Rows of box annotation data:
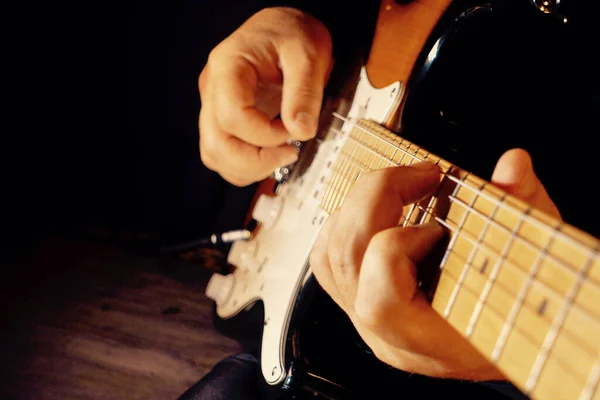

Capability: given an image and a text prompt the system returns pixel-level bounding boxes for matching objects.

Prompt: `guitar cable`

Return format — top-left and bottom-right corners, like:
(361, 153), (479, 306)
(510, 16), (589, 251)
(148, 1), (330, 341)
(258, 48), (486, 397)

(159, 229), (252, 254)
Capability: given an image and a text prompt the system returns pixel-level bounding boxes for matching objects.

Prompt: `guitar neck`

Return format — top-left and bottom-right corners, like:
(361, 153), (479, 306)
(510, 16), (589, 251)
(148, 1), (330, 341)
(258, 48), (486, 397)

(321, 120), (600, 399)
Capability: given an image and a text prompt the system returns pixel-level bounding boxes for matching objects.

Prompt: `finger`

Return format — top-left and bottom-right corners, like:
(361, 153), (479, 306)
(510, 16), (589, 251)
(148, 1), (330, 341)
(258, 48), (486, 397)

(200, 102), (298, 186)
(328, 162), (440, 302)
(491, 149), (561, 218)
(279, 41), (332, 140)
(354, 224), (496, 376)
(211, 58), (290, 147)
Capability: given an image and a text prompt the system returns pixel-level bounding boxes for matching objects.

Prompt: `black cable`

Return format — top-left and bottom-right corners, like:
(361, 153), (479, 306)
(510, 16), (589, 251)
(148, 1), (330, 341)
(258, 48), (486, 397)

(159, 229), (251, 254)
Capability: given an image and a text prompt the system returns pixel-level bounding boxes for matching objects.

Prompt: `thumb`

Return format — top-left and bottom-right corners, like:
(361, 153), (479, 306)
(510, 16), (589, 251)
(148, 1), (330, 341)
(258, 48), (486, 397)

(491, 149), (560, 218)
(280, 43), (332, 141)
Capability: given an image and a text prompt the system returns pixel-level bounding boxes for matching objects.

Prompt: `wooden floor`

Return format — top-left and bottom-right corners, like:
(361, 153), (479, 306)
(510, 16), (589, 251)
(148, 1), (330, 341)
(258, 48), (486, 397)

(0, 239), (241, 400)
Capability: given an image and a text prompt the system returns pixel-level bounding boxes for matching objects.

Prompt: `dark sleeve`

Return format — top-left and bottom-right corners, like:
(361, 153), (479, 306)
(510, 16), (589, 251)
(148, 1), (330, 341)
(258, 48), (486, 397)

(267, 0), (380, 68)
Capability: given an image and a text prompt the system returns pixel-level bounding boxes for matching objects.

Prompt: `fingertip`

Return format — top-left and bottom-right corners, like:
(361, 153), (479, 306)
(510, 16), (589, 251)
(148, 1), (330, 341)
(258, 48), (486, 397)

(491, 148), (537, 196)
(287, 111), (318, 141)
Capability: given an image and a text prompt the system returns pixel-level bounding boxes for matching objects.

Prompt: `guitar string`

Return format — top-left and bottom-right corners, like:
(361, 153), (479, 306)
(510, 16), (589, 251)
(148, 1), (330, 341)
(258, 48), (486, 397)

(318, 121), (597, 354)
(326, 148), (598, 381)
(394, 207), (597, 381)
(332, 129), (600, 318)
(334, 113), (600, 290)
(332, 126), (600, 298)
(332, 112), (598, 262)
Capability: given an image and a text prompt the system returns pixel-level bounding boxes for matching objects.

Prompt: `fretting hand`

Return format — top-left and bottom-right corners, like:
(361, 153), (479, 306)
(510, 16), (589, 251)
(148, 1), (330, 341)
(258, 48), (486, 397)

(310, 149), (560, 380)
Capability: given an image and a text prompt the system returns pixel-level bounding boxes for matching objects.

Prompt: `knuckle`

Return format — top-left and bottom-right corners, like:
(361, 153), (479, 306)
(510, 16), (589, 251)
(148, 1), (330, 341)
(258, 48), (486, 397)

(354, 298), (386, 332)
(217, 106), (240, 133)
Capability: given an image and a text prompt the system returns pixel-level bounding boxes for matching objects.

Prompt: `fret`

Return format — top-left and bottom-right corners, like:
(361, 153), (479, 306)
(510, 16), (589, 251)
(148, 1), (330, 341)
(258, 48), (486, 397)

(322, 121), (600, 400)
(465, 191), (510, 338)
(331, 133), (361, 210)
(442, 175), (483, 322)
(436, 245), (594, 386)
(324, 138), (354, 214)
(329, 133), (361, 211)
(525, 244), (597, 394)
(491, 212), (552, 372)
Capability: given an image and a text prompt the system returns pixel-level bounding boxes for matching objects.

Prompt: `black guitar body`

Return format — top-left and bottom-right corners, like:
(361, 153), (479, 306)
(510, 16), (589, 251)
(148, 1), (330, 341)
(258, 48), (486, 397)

▶ _TASK DESCRIPTION_
Convert the lines from the first line up to and including the line with "(159, 229), (251, 254)" into a Markdown table with the columns Row and Line, numbering each line in Row and skipping blank lines. Omit the pictures from the table.

▶ _REPLY TO THE EXERCISE_
| Row | Line |
|---|---|
| 1 | Capability: given an image and a text prompt the system returns pixel-level bounding boxes for matching objects. |
| 2 | Prompt: `guitar cable` |
| 3 | Return format — top-left and bottom-right corners, like: |
| 4 | (361, 153), (479, 306) |
| 5 | (510, 16), (589, 251) |
| 6 | (148, 1), (330, 341) |
| 7 | (258, 48), (486, 397) |
| 8 | (159, 229), (252, 254) |
| 9 | Capability: given an image and a text prompt the system returns pixel-level bounding boxes for matching objects. |
| 10 | Prompt: `guitar neck` |
| 11 | Return format — top-left and bottom-right corners, like: |
| 12 | (361, 153), (479, 306) |
| 13 | (510, 16), (589, 251) |
| 14 | (148, 1), (330, 341) |
| 15 | (258, 48), (486, 397) |
| 16 | (321, 120), (600, 399) |
| 17 | Capability: given an image and a text prompt the system returns pixel-level bounding boxes for matching objects. |
| 18 | Prompt: `finger` |
| 19 | Return format — top-left and bottom-right corners, like: |
| 20 | (361, 153), (479, 306) |
| 21 | (510, 16), (589, 251) |
| 22 | (148, 1), (330, 341) |
| 23 | (258, 48), (486, 397) |
| 24 | (200, 102), (298, 186) |
| 25 | (328, 162), (440, 302) |
| 26 | (491, 149), (561, 218) |
| 27 | (279, 41), (332, 140) |
| 28 | (354, 224), (496, 376) |
| 29 | (211, 58), (290, 147) |
| 30 | Capability: given an image and a text prompt the system returns pixel-level bounding boxes for matching objects. |
| 31 | Prompt: `black cable` |
| 32 | Return format — top-left and bottom-right corners, like: |
| 33 | (361, 153), (479, 306) |
| 34 | (510, 16), (589, 251) |
| 35 | (148, 1), (330, 341) |
| 36 | (258, 48), (486, 397) |
| 37 | (159, 229), (251, 254) |